Sergei Azernikov

Recently, I was seating on a panel of a med tech meetup in Orange County. The discussion was around disruptive technologies impact on the medical device industry. One of the questions that the moderator asked us was to name your favorite startup and what makes it successful. That question made me to think and reflect on some of my personal experiences in startups I worked with through the years in various capacities. The purpose of this brief analysis is not to promote or bad-mouth anybody. Therefore, I’m not going to provide actual names for the companies I’m referring to. Instead I’m looking for some patterns that are common I believe for many startups out there. So, here is what I’ve seen so far…

The first type of a company, probably the most common one in the tech world, is the startup founded by one or two engineers. Technical founders are naturally focusing on technology and solution rather than the actual business opportunity. Because that’s what they have been doing all their careers, developed technologies. That’s what they are presumably good at. The major driver for those people is to solve a challenging technical problem, which may or may not be important. Consequently, it is not obvious how to monetize what was developed. Competition from established companies obviously doesn’t make life easier. With effective marketing channels and access to customers, these companies can easily overwhelm a small startup even with inferior product. At that point, attracting investment and talent becomes a very challenging task for startup founders.

*EXTRACTED RECORDS*:
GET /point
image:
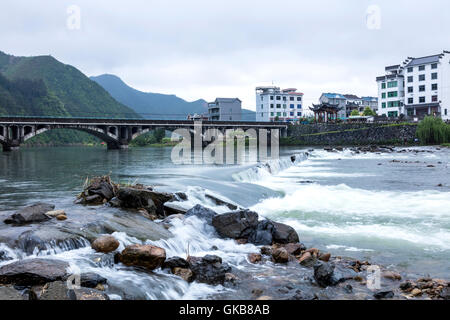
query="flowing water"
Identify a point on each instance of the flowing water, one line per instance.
(359, 205)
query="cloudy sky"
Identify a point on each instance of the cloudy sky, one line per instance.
(207, 49)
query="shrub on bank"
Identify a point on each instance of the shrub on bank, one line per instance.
(433, 130)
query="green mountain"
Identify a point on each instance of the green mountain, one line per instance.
(43, 86)
(150, 105)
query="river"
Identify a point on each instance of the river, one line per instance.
(360, 205)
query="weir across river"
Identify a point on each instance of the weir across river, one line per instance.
(116, 133)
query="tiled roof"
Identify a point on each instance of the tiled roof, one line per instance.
(334, 96)
(424, 60)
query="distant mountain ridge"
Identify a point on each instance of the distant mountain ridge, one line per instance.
(43, 86)
(150, 105)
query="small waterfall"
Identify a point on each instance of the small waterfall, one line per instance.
(267, 169)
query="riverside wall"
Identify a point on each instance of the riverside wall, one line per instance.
(350, 134)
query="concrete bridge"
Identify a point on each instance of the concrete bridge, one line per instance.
(117, 133)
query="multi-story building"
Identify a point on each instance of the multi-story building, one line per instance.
(274, 104)
(416, 88)
(336, 99)
(225, 109)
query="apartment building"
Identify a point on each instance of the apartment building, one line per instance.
(225, 109)
(417, 87)
(274, 104)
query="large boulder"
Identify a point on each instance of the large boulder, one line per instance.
(146, 256)
(236, 225)
(33, 271)
(91, 280)
(283, 234)
(137, 198)
(105, 244)
(34, 213)
(9, 293)
(209, 269)
(201, 212)
(175, 262)
(325, 275)
(262, 235)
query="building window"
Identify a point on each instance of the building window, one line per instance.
(392, 94)
(392, 84)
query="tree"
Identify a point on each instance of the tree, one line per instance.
(368, 112)
(354, 113)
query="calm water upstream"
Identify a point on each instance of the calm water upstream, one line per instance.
(358, 205)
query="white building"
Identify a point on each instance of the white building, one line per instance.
(416, 88)
(273, 104)
(225, 109)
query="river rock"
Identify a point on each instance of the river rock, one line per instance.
(185, 273)
(175, 262)
(201, 212)
(294, 248)
(171, 208)
(280, 255)
(55, 213)
(146, 256)
(34, 213)
(283, 233)
(236, 225)
(384, 294)
(33, 271)
(209, 269)
(307, 260)
(254, 257)
(92, 280)
(9, 293)
(90, 294)
(262, 235)
(324, 274)
(58, 291)
(105, 244)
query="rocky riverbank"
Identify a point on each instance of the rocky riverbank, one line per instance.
(286, 268)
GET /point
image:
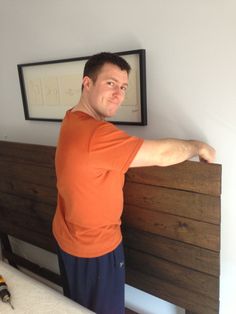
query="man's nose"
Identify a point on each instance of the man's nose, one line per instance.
(118, 91)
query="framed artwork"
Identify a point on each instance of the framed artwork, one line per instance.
(50, 88)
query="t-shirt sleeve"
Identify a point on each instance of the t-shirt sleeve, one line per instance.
(113, 149)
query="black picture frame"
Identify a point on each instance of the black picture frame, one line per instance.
(50, 88)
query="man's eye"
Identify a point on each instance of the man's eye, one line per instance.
(110, 83)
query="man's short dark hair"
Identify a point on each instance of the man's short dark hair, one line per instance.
(96, 62)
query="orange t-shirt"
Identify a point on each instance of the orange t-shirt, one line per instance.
(91, 159)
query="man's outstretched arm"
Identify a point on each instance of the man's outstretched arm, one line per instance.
(166, 152)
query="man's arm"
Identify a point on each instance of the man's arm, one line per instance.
(166, 152)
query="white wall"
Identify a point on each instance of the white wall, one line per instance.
(191, 76)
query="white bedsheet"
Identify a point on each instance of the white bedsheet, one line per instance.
(30, 296)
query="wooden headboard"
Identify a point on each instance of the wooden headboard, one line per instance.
(171, 223)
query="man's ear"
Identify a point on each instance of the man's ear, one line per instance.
(86, 82)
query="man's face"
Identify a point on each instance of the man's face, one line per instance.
(106, 94)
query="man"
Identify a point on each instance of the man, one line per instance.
(91, 159)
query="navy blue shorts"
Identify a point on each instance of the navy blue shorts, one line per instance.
(96, 283)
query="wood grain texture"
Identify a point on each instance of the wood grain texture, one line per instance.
(171, 221)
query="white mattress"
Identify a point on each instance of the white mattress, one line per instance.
(30, 296)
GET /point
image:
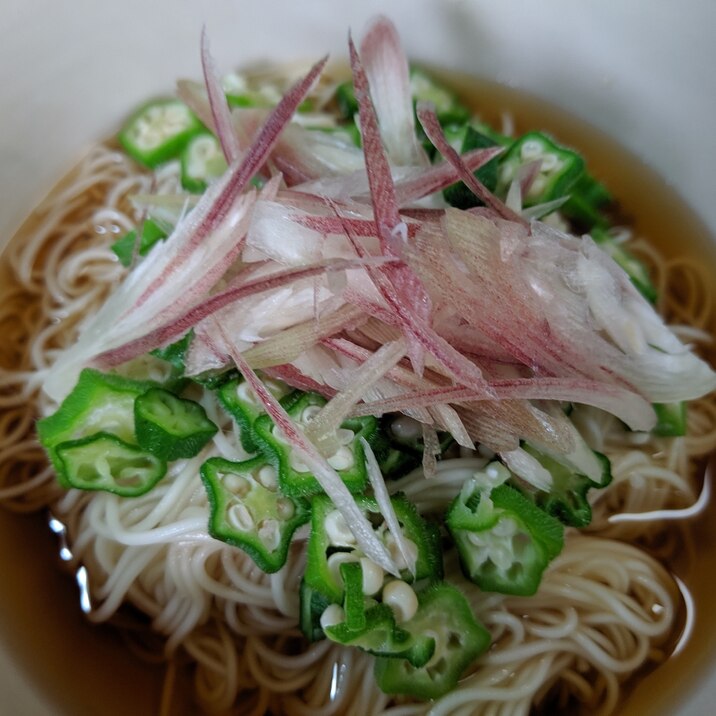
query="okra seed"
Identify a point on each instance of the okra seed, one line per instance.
(342, 459)
(531, 150)
(337, 530)
(268, 478)
(411, 550)
(285, 508)
(239, 516)
(550, 162)
(401, 598)
(332, 615)
(373, 576)
(538, 186)
(244, 392)
(334, 564)
(297, 464)
(236, 484)
(345, 436)
(269, 533)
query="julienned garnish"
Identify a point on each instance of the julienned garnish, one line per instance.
(360, 379)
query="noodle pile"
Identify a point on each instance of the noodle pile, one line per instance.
(605, 607)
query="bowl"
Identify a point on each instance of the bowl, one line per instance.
(639, 71)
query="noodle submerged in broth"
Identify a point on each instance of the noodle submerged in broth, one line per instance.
(607, 605)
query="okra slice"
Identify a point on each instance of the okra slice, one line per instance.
(670, 419)
(347, 460)
(332, 544)
(381, 636)
(559, 169)
(504, 541)
(99, 402)
(150, 232)
(567, 498)
(202, 162)
(171, 427)
(312, 606)
(444, 616)
(249, 511)
(159, 131)
(104, 462)
(240, 401)
(346, 99)
(175, 353)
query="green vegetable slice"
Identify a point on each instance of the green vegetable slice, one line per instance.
(202, 161)
(248, 510)
(446, 617)
(104, 462)
(559, 170)
(670, 419)
(504, 541)
(159, 131)
(171, 427)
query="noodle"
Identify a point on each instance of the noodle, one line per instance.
(604, 610)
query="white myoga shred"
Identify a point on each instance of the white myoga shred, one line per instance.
(606, 607)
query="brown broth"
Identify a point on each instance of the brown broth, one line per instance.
(84, 669)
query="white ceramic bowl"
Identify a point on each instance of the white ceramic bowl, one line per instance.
(640, 70)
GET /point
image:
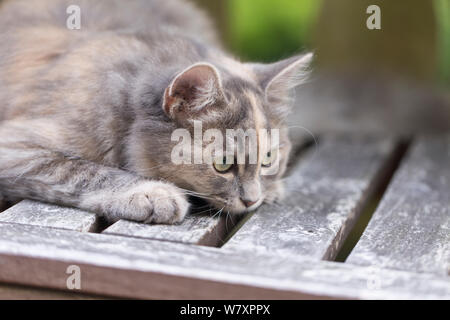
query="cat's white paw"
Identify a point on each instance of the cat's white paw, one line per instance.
(157, 202)
(148, 202)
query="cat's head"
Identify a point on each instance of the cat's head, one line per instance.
(205, 100)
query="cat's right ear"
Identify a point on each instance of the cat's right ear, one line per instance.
(193, 93)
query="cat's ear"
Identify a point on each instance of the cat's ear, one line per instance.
(278, 78)
(193, 91)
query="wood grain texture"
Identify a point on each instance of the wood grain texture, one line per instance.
(14, 292)
(48, 215)
(410, 230)
(325, 195)
(201, 229)
(132, 267)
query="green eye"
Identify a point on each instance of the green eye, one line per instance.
(269, 158)
(221, 166)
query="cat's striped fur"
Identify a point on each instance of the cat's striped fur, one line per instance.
(82, 121)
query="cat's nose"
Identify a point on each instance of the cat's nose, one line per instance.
(249, 203)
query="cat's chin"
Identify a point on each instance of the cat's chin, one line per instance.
(239, 208)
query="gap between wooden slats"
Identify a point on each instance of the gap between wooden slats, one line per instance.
(324, 197)
(142, 268)
(410, 230)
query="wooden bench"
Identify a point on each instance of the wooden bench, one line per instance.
(286, 250)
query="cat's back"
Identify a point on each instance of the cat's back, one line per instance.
(109, 15)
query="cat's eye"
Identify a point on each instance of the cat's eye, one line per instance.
(221, 165)
(269, 158)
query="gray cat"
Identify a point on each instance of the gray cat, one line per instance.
(86, 116)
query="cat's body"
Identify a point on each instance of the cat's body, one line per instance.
(86, 115)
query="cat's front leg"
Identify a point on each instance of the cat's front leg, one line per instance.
(29, 169)
(145, 201)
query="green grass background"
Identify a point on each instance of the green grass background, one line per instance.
(267, 30)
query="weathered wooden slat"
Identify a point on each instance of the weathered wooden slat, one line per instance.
(140, 268)
(325, 195)
(410, 230)
(201, 229)
(48, 215)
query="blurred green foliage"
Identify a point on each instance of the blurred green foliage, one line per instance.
(442, 9)
(267, 30)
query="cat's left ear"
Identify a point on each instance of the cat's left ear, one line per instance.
(278, 78)
(193, 93)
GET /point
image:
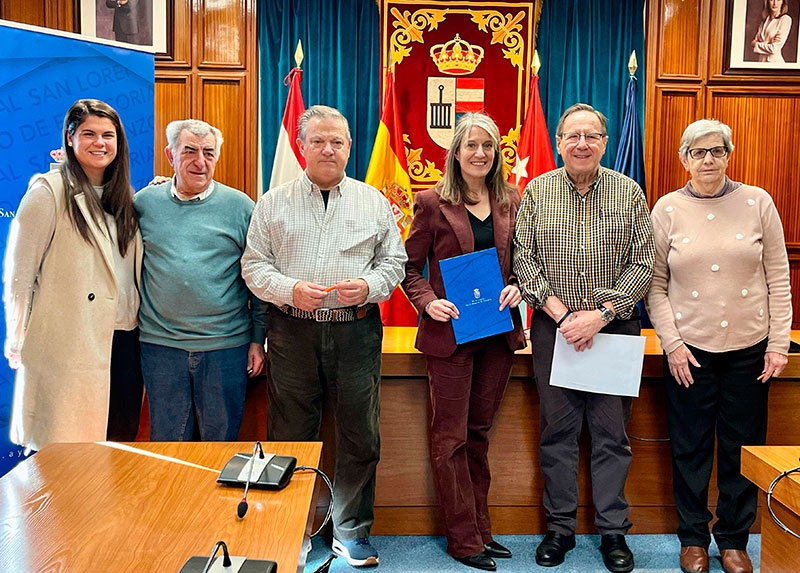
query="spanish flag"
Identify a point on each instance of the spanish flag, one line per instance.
(388, 172)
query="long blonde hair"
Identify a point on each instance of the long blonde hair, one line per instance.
(452, 188)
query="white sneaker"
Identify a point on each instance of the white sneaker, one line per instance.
(358, 552)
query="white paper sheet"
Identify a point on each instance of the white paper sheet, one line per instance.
(613, 365)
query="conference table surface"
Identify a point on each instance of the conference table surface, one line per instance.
(146, 506)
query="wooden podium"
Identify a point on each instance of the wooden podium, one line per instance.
(147, 507)
(780, 551)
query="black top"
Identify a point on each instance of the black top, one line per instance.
(482, 231)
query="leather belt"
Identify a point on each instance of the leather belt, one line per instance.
(345, 314)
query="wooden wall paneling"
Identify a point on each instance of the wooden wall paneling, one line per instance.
(223, 34)
(794, 277)
(716, 55)
(766, 135)
(173, 96)
(223, 104)
(56, 14)
(680, 23)
(60, 15)
(182, 34)
(675, 107)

*DIRECTIONS*:
1. According to the startup essay, where was the med tech meetup held?
2. Extract the part of the startup essay that begins with the words containing "The first type" and ends with "for startup founders.".
3. Continue the startup essay after its final sentence.
The lines above are not needed for any of this work.

*ANSWERS TO EACH TASK*:
1. It was held in Orange County.

2.
The first type of a company, probably the most common one in the tech world, is the startup founded by one or two engineers. Technical founders are naturally focusing on technology and solution rather than the actual business opportunity. Because that’s what they have been doing all their careers, developed technologies. That’s what they are presumably good at. The major driver for those people is to solve a challenging technical problem, which may or may not be important. Consequently, it is not obvious how to monetize what was developed. Competition from established companies obviously doesn’t make life easier. With effective marketing channels and access to customers, these companies can easily overwhelm a small startup even with inferior product. At that point, attracting investment and talent becomes a very challenging task for startup founders.

3.
When the company is founded by a seasoned entrepreneur, it often starts from a big vision, which makes it easier to pitch to investors and attract talent. This vision however, may be detached from reality, impossible to achieve and/or too abstract, to the point where it is very difficult to translate it into actual products or services. Founders with previous successful exit history and connections in the venture capital world may still be able to build a company based on their personal credibility, but in the long run, if the vision doesn’t materialize into a revenue stream, the future of the company becomes unclear.

Medical device companies are often founded around an idea for a certain product or procedure. The first challenge to overcome here is the FDA regulations. I’ve seen examples where devices where developed and became obsolete while waiting for 510K clearance. It is especially critical for software, which is changing often and quickly. FDA is actually making efforts to improve the situation, but it is still an issue. Another obstacle to deal with is the adoption rate and readiness of the market. Clinicians are conservative by nature, it is part of their training and rightfully so. Certain clinically proven procedures that have been around for many years might be extremely difficult to substitute. Even if there is a published data that shows advantages of the new approach for the patients. So, the medical device start up must have deep enough pockets to survive through the period of slow adoption and skepticism.